══ SOURCE PASSAGE ══

= Uxoricide =

Act of killing one's wife or girlfriend

Uxoricide is the killing of one's own wife. It can also be used in the context of the killing of one's own girlfriend. Conversely, the killing of a husband or boyfriend is called mariticide. It comes from the Latin uxor meaning and -cide, from caedere meaning . Though overall rates of spousal homicide have declined in the US since the 1970s, rates of uxoricide are significantly higher than rates of mariticide.

== Rates of uxoricide ==
Though overall rates of spousal violence and homicide in the US have declined since the 1970s, rates of uxoricide are significantly higher than rates of mariticide (the murder of a husband). Of the 2340 deaths at the hands of intimate partners in the US in 2007, female victims made up 70%. FBI data from the mid-1970s to mid-1980s found that for every 100 husbands who killed their wives in the United States, about 75 women killed their husbands. However, wives were more likely to kill their husbands than vice versa in some US cities including Chicago, Detroit, Houston, and St. Louis. Uxoricide rates varied among different demographic subgroups. In the US, 2002 murderers of spouses (husband and wives combined) were 69.4% white, 25.7% black and 4.8% Asian/Pacific Islander and 0.1 American Indian/ Alaska Native.

In the region of South-East Asia, 55% of all murdered women died at the hands of their partner, followed by 40% in the African region and 38% in the Americas. A 2013 study found that 38.6% of murders of women are committed by intimate partners.

According to Centers for Disease Control and Prevention, uxoricide made up 70% of the total spouse murders in the United States, data not including proxy murders conducted on behalf of the wife. FBI data from the mid-1970s to mid-1980s found that for every 100 husbands who killed their wives in the United States, about 75 women killed their husbands indicating a 3:4 ratio of mariticide to uxoricide.

==Psychodynamic explanations==
===Unconscious conflict===
Proponents of psychodynamic theories have offered explanations for the mechanisms underlying the occurrence of uxoricide. It has been suggested that men who kill their partners experience both an unconscious dependence on their wife and a resentment of her. These men wish to leave the relationship, but unknowingly perceive themselves as too helpless to do so, which culminates in a belief that killing the wife is the only way to be free of her. This approach also offers an alternative explanation for instances where a man commits uxoricide and subsequent immediate suicide – the man ends his life not due to guilt, but instead due to his perceived helplessness and dependency.

===Defense mechanisms===
Links have also been established between violence in childhood and likelihood of uxoricide occurring. Psychodynamic researchers argue that being the victim of abuse in childhood leads to being a perpetrator of domestic abuse in adulthood via the route of defense mechanisms – in this case, violence is an unconscious defensive adaption to childhood trauma and other adverse events. Other psychodynamic researchers have reported that Thematic Apperception Tests reveal significant trends of rejection by a mother or wife in men who commit uxoricide. Psychoanalytic dream interpretation has also argued that unconscious conflict manifests into violent outbursts. For example, in one instance one man had experienced and recorded over 200 distressing, mostly violent dreams prior to murdering his wife.

═══

» USING THE INFORMATION
a - According to the uxoricide article, why would a man who kills his wife then immediately kill himself under the unconscious-conflict view? Answer in one to three sentences.
b - Quote the stretch of the uxoricide article that begins with the words containing "Act of killing" and ends with "rates of mariticide.".
c - Answer these questions from the uxoricide article.
(i) What share of the 2340 intimate-partner deaths in the US in 2007 were female victims?
(ii) In which region did 55% of all murdered women die at the hands of their partner?
(iii) How many distressing dreams did one man record before murdering his wife?
The tasks can be done without the rows.

══ DATA EXTRACTS ══

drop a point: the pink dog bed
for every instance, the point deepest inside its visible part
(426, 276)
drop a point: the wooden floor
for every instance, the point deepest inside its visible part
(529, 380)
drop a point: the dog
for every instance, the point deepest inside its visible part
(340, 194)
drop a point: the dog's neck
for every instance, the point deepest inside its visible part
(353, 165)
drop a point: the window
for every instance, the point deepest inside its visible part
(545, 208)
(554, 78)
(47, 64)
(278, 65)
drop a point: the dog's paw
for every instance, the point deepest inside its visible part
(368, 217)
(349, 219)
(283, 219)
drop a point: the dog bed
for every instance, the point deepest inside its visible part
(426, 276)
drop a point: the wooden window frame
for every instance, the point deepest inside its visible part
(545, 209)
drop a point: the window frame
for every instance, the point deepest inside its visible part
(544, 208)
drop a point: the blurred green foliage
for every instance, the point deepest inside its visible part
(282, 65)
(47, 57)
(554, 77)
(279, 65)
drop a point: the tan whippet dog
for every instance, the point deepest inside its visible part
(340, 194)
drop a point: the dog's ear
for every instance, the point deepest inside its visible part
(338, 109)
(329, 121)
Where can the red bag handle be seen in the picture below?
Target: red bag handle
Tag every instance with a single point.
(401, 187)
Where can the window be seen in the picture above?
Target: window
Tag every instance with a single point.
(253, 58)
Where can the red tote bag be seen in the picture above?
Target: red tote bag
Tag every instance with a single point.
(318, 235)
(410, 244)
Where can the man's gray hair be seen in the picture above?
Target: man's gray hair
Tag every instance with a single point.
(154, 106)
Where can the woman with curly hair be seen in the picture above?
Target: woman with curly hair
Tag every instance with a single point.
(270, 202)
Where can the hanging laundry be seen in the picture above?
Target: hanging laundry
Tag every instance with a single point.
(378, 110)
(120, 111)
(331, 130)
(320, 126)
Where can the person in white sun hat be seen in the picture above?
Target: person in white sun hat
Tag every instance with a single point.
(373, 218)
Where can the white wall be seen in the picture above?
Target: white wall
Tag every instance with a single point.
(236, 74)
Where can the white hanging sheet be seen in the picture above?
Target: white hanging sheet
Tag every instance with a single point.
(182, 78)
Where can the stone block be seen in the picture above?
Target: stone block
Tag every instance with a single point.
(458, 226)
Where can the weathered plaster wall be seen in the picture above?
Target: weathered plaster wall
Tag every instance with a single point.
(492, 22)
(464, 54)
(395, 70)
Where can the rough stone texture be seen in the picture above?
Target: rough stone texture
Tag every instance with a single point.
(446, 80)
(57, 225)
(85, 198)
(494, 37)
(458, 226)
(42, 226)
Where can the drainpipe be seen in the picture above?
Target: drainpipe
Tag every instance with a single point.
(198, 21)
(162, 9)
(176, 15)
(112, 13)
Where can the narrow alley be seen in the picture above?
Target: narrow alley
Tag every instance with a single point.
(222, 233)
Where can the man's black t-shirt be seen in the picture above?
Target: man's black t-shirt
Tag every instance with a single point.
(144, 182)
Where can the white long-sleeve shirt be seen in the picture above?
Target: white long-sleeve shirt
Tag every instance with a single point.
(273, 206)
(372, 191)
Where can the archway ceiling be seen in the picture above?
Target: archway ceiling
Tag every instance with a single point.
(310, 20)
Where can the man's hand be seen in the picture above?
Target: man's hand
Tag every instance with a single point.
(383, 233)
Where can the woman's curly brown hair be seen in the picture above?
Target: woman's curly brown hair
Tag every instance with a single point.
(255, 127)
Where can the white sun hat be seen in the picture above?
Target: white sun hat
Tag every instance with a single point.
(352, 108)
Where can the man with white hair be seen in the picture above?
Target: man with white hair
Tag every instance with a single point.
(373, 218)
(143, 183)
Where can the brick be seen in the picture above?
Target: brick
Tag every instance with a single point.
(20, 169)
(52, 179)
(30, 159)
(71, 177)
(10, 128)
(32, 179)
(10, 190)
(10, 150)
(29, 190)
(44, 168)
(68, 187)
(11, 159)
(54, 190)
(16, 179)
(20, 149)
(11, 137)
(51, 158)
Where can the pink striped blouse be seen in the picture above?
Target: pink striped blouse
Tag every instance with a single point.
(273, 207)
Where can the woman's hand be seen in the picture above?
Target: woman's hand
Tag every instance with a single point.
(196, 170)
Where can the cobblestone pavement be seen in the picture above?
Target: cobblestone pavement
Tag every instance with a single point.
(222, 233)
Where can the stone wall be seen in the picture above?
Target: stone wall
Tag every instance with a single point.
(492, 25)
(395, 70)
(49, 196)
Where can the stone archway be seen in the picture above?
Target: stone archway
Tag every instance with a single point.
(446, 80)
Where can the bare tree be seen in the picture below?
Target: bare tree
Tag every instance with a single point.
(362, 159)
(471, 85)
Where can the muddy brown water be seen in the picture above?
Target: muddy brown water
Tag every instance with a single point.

═══

» ANSWERS
a - Under this view, the man ends his life because of his perceived helplessness and dependency on his wife, not out of guilt. He wanted to leave the relationship but unknowingly saw himself as too helpless to do so.

b -
Act of killing one's wife or girlfriend

Uxoricide is the killing of one's own wife. It can also be used in the context of the killing of one's own girlfriend. Conversely, the killing of a husband or boyfriend is called mariticide. It comes from the Latin uxor meaning and -cide, from caedere meaning . Though overall rates of spousal homicide have declined in the US since the 1970s, rates of uxoricide are significantly higher than rates of mariticide.

c -
(i) 70%
(ii) South-East Asia
(iii) Over 200